• _PROBLEM DETAILS_
A faithful transcription of all the records is required.

• _Saved entries_
= Beginning of Section =
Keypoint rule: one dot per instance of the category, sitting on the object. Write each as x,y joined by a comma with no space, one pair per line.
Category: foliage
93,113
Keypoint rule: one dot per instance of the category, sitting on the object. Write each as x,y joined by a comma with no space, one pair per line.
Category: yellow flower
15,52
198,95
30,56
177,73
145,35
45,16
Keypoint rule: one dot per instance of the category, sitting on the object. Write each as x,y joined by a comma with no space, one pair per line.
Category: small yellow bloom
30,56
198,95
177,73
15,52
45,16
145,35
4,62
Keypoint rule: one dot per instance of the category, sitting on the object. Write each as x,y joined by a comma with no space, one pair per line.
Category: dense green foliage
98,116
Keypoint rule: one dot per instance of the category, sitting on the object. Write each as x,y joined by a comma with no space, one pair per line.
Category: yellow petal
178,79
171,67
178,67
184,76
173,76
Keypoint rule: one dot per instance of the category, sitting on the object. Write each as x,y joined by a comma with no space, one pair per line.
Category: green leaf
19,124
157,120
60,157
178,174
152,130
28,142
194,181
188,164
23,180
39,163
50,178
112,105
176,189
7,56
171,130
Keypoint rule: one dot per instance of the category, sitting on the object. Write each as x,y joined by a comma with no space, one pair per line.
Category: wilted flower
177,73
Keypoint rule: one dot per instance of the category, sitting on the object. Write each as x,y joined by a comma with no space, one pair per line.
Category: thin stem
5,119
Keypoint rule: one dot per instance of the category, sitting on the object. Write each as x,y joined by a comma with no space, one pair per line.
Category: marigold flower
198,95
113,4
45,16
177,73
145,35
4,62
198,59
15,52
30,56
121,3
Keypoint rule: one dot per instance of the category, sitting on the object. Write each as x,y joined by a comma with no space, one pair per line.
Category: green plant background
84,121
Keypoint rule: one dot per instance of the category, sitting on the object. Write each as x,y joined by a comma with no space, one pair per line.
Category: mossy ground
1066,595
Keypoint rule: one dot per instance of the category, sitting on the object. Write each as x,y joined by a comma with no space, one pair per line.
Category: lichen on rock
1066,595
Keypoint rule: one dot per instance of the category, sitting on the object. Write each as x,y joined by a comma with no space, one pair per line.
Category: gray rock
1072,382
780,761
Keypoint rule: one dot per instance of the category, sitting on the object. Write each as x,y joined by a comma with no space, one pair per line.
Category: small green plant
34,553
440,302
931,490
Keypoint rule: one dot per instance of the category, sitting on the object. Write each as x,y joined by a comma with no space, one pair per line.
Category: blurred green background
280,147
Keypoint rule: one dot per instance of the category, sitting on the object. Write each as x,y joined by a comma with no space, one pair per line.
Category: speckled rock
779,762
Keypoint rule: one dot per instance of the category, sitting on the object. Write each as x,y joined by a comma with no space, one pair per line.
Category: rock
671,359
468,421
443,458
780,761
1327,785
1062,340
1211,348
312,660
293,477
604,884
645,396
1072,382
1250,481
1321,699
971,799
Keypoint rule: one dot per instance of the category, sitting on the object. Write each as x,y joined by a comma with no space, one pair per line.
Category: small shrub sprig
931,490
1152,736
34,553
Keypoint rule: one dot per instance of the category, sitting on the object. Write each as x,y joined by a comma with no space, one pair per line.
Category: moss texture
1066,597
= End of Section =
• _RESPONSE BOX_
Keypoint rule: one dot per instance of the category, sitting on the object. Write each as x,y joined by a comma with no space, one pair per line.
Category: foliage
93,113
Keypoint rule: one dot per instance of the category, sitting on the object. Write each as x,y joined by a comma with no space, one pair per line.
Category: yellow flower
15,52
198,95
30,56
177,73
145,35
45,16
Keypoint rule: one dot per instance of the category, sitting on the object. Write each as x,y joined by a comma with no space, one pair per line.
Category: small yellow bloom
30,56
198,95
177,73
15,52
45,16
145,35
4,62
Keypoint rule: one dot per instance of the category, sitting on the object. Write each as x,y joined by a comma with no space, one pair per line.
Category: dense green foliage
98,116
Keypoint rule: one dot per instance of the category, sitting on the object. Write each as x,y joined by a comma with no space, one pair per line.
Category: yellow petal
178,79
171,67
178,67
184,76
173,76
Keypoint rule: one dot per instance of the category, sitting on the object. Write each as x,y joined by a comma with no space, one pair per line.
Category: green leaf
19,124
157,120
60,157
178,174
152,130
28,142
194,181
188,164
23,180
39,163
50,178
112,105
176,189
7,56
171,130
Keypoint rule: one dot per instance of the category, sitting on the object. Write each as x,y joined by a comma with no space, one pair per line.
Category: wilted flower
177,73
Keypoint rule: one dot per instance of the category, sitting on the object. Write each as x,y joined by a comma with no space, one pair per line.
Category: thin stem
5,119
Keypoint rule: one dot per instance of the category, sitting on the object. Write each as x,y joined by a comma with no space, one pair per line.
Category: marigold flower
198,95
113,4
45,16
177,73
145,35
4,62
198,59
15,52
30,56
121,3
Keypoint rule: one dot per instance of the category, sitting on the object. Write each as x,y joined by a comma with no space, one pair per line.
Category: green plant background
84,121
Keypoint rule: one dot per instance of the category, sitting on the object. Write each as x,y joined by a comma with no space, one pair per line.
Category: mossy ground
1066,595
Keypoint rule: one dot per instance of the category, sitting on the object. Write each as x,y joined by a comma with no space, one pair per line.
Category: lichen on rock
1066,595
Keypoint rule: one dot per instance of the category, sitting on the object. Write each as x,y joined by a comma with no space, one pair per line.
Category: gray rock
1072,382
780,761
Keypoint rule: one dot per instance of the category, sitting on the object. Write each as x,y joined by a comma with no space, one pair per line.
Category: small green plant
34,553
440,302
931,490
Keypoint rule: one dot per instance of the category, sitting on the object. Write each as x,y joined by a comma with no space, one pair per line.
Category: blurred green background
280,147
Keypoint rule: one dot per instance of the category, sitting on the object. Write each as x,y joined by a comma with no space, one pair per line.
Category: speckled rock
779,762
Keypoint rule: one dot per instance of the category, sitting on the object. Write each as x,y joined by a comma with no space, one pair per line.
Category: rock
671,359
468,421
443,458
780,761
1327,785
1062,340
1211,348
312,660
293,477
604,884
645,396
1072,382
1250,481
1321,699
971,799
Keypoint rule: one dot per instance of the category, sitting on the object. Write each as x,y joined by a comma with no space, one pair per line.
Category: small shrub sprig
931,490
1152,736
34,553
Keypoint rule: one dot per instance of the category, sitting on the object. Write each as x,y joined by a comma with no space, one pair per line.
Category: moss texture
1066,597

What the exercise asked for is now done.